>> Begin Record list

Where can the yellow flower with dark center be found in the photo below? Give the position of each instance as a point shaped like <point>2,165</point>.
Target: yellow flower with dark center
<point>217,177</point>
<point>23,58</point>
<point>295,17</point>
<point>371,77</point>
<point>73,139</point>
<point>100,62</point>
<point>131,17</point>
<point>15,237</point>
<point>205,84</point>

>> End Record list

*Required task:* Arrange every line of the records above as a Markdown table with a Row column holding the line's number and a Line column holding its text, leaving out any blank lines.

*Reply to the exercise:*
| Row | Line |
|---|---|
| 1 | Where can the yellow flower with dark center be found in the photo below? Give the position of each instance as a point shaped like <point>2,165</point>. |
| 2 | Target: yellow flower with dark center |
| 3 | <point>217,177</point> |
| 4 | <point>23,58</point> |
| 5 | <point>295,17</point> |
| 6 | <point>371,77</point> |
| 7 | <point>73,139</point> |
| 8 | <point>100,62</point> |
| 9 | <point>131,17</point> |
| 10 | <point>15,237</point> |
| 11 | <point>205,84</point> |